==== ITEMS ====
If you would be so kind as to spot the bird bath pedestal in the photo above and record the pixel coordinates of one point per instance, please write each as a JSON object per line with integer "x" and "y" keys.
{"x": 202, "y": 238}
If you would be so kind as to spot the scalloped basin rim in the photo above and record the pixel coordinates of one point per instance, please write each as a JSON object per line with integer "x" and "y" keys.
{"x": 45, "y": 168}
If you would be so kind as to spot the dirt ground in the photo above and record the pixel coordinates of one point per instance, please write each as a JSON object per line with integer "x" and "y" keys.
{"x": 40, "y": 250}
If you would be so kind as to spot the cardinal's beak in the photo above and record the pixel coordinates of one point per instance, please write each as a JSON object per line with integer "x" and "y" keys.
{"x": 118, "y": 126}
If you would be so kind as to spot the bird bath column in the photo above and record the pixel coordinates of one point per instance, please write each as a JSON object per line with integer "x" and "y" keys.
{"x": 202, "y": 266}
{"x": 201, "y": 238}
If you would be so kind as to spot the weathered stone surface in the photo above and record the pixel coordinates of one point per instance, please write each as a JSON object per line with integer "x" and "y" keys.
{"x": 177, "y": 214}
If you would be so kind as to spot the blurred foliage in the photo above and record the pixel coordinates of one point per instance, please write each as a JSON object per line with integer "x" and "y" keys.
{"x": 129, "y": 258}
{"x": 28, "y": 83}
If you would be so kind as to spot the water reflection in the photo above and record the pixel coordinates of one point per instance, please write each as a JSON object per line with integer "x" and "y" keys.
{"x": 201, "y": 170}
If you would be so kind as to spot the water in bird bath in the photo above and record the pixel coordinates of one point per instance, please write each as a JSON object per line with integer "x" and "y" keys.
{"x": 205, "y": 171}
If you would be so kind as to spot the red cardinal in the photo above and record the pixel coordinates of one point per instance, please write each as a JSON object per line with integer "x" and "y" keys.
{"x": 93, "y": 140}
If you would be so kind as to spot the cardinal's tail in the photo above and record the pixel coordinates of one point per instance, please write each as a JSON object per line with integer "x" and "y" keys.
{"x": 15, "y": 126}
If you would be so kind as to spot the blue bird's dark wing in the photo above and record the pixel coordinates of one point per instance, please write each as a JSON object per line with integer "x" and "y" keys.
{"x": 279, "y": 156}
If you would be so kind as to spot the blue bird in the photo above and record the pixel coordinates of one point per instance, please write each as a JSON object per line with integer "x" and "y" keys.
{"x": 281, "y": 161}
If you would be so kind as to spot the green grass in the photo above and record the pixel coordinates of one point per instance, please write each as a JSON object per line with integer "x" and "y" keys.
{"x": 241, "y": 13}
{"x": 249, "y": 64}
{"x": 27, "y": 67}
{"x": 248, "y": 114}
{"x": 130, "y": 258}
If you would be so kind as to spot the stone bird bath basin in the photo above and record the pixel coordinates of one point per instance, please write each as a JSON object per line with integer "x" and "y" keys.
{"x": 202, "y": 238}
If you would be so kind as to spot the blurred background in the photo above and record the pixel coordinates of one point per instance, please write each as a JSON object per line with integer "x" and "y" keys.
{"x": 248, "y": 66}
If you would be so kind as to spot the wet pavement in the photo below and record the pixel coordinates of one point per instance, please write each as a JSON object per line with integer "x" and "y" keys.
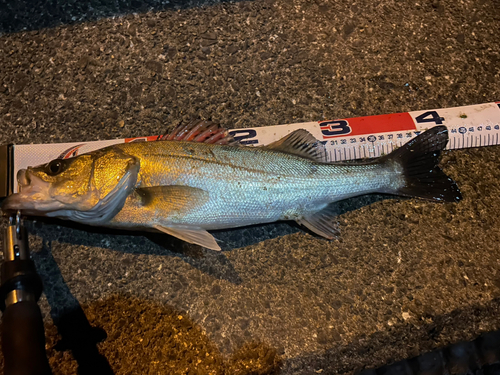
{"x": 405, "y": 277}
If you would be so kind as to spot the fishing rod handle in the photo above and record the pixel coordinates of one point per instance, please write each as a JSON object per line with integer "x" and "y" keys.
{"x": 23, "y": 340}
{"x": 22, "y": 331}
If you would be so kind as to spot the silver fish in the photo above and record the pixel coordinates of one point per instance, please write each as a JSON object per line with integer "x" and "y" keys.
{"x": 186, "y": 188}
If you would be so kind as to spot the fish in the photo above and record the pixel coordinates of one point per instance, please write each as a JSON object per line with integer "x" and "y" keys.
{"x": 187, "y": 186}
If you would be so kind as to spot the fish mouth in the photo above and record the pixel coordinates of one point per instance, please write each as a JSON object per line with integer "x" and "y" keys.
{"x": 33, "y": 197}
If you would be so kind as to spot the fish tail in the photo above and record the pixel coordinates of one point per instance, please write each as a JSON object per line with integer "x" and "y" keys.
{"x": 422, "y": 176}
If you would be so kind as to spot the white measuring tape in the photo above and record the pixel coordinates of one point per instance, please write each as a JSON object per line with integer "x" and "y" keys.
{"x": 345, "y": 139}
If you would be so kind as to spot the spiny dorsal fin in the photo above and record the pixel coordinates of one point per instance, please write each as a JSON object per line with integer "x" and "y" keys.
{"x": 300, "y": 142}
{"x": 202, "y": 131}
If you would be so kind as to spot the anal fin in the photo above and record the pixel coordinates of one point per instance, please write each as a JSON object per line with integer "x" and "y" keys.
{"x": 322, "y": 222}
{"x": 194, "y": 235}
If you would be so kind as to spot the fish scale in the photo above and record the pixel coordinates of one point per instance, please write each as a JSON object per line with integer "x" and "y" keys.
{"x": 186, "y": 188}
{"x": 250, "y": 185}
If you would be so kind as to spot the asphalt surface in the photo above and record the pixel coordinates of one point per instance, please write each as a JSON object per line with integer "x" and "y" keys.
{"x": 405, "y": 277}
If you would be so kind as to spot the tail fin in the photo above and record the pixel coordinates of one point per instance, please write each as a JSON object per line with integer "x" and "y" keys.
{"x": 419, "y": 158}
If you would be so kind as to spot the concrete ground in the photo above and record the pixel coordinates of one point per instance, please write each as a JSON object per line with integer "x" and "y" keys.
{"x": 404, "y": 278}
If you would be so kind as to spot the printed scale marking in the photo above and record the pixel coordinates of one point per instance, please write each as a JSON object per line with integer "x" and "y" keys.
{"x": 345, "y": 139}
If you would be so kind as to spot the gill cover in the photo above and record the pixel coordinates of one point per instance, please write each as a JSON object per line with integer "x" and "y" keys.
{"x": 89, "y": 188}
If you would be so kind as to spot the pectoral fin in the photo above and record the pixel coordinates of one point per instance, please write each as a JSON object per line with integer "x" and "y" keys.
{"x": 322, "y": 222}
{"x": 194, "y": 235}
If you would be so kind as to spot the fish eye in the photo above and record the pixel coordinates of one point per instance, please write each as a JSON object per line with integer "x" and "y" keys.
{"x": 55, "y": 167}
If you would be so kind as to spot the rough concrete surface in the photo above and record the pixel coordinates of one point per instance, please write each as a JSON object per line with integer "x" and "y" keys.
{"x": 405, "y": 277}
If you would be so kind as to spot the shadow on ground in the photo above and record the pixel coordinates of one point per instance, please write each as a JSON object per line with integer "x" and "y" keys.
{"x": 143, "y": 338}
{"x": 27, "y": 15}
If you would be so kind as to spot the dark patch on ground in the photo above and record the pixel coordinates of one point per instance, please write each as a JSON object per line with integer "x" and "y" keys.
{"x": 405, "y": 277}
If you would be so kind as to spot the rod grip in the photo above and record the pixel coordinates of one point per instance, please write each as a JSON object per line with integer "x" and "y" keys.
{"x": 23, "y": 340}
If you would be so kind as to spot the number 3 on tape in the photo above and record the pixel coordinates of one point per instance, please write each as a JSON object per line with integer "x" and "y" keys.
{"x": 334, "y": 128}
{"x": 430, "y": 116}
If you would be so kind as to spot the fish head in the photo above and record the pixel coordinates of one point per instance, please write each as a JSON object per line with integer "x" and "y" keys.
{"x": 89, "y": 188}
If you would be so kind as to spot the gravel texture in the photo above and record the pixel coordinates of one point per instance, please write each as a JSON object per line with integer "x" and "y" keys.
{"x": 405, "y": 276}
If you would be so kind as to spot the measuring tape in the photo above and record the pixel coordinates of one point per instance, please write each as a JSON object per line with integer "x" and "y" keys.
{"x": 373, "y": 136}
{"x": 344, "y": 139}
====
==== ITEMS ====
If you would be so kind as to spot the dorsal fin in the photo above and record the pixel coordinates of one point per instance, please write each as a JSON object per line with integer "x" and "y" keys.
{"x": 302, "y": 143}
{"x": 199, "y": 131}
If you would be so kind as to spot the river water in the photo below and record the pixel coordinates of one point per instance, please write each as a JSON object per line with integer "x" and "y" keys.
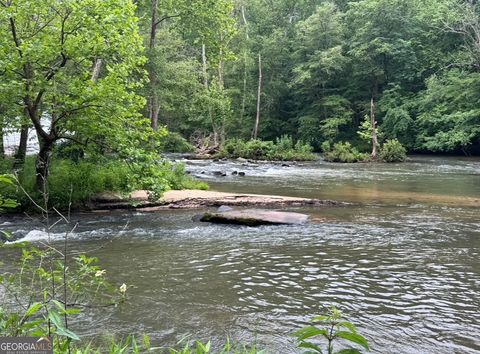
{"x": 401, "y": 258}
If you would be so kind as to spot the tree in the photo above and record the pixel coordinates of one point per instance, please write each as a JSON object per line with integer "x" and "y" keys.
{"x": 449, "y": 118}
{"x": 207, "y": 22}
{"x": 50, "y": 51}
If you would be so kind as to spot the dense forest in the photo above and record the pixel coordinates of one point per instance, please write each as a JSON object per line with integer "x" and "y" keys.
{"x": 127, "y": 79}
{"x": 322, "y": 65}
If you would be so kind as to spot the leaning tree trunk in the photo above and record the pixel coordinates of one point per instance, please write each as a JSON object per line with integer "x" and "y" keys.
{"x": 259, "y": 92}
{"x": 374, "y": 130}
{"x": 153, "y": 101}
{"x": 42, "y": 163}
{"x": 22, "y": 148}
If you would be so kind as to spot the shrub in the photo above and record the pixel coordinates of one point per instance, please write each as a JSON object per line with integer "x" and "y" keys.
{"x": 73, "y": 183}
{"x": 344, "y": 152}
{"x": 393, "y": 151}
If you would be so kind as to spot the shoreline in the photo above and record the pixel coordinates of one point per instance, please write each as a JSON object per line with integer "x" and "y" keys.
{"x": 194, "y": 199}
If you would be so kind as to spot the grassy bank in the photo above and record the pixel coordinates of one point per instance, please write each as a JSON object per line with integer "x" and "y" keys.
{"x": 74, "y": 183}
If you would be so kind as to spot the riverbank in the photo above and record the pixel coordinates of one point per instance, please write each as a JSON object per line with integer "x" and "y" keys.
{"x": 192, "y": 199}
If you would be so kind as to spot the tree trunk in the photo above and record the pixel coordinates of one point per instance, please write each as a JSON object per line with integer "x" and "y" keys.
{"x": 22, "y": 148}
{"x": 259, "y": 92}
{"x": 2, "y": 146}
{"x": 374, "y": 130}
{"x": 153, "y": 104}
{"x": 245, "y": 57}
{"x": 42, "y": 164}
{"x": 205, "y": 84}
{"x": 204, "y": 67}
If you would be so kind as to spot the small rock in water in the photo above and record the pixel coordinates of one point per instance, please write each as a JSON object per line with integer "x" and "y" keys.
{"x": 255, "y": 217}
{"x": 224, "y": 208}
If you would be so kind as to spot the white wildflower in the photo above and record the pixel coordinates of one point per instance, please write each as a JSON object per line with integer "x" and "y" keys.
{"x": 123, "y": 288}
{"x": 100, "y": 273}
====
WHAT YOU WILL DO:
Gather every line from the items above that contains the string "basin", and copy each one out. Case counts.

CORRECT RESULT:
If you would be so kind as to spot the scalloped basin rim in the photo above and record the pixel coordinates of one point per instance, please write each as a JSON object per line with integer "x" and "y" keys.
If you would be so kind as to spot the stone bird bath basin in the photo above and record the pixel coordinates of one point per instance, please write each as a JSON object per line with integer "x" and "y" keys.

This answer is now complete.